- **Problem to solve**
Rescale the listing below: reproduce every line, requests included, with each number in the answers (the viewBox dimensions and the path coordinates) multiplied by 0.5 and rounded to a whole number, halves rounding up.
* Begin Information shown *
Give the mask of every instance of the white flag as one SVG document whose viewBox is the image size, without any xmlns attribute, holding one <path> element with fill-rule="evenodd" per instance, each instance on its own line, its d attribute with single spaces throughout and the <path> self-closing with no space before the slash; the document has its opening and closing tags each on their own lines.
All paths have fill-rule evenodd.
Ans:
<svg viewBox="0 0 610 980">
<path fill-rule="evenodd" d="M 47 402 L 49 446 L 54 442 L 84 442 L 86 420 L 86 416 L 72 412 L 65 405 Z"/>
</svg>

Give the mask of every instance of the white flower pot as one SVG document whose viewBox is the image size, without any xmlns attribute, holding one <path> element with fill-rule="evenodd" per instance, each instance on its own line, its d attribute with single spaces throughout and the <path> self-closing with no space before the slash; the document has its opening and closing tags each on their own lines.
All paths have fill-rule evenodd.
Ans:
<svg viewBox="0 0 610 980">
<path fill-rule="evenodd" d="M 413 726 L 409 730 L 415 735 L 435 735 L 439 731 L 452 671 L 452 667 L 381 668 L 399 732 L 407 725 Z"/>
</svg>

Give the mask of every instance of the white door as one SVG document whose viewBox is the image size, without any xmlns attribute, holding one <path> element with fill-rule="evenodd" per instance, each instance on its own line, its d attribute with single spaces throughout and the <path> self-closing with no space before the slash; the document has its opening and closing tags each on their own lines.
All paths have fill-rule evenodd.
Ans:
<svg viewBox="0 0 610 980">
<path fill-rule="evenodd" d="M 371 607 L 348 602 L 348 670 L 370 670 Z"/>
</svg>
* End Information shown *
- **Response to the task**
Give the mask of every instance of the white flag as one SVG document whose viewBox is the image size, without any xmlns attribute, holding one <path> element with fill-rule="evenodd" per instance, each instance on its own line, its d attribute with single spaces throughout and the <path> self-closing with no space before the slash; the document has its opening and closing tags each on their own lines.
All paths have fill-rule evenodd.
Ans:
<svg viewBox="0 0 305 490">
<path fill-rule="evenodd" d="M 24 201 L 25 223 L 27 221 L 42 221 L 43 210 L 43 208 L 36 206 L 33 203 Z"/>
</svg>

Give the mask of every instance of the white flower pot as one SVG document whose viewBox is the image size, without any xmlns attribute, holding one <path> element with fill-rule="evenodd" per instance, each instance on its own line, its d attribute with single spaces throughout and the <path> self-closing with no space before the slash; the document has its opening and closing tags each on their own lines.
All paths have fill-rule evenodd.
Ans:
<svg viewBox="0 0 305 490">
<path fill-rule="evenodd" d="M 207 363 L 205 365 L 208 368 L 218 368 L 220 366 L 226 336 L 226 334 L 191 334 L 200 366 L 204 363 Z"/>
</svg>

Give the mask of every instance of the white door as one SVG document whose viewBox is the image size, without any xmlns attribute, holding one <path> element with fill-rule="evenodd" per instance, each instance on its own line, its d attribute with single spaces throughout and the <path> self-closing with no space before the slash; the document has its opening and closing tags each on their own lines.
All paths have fill-rule evenodd.
Ans:
<svg viewBox="0 0 305 490">
<path fill-rule="evenodd" d="M 186 304 L 174 301 L 174 335 L 185 335 Z"/>
</svg>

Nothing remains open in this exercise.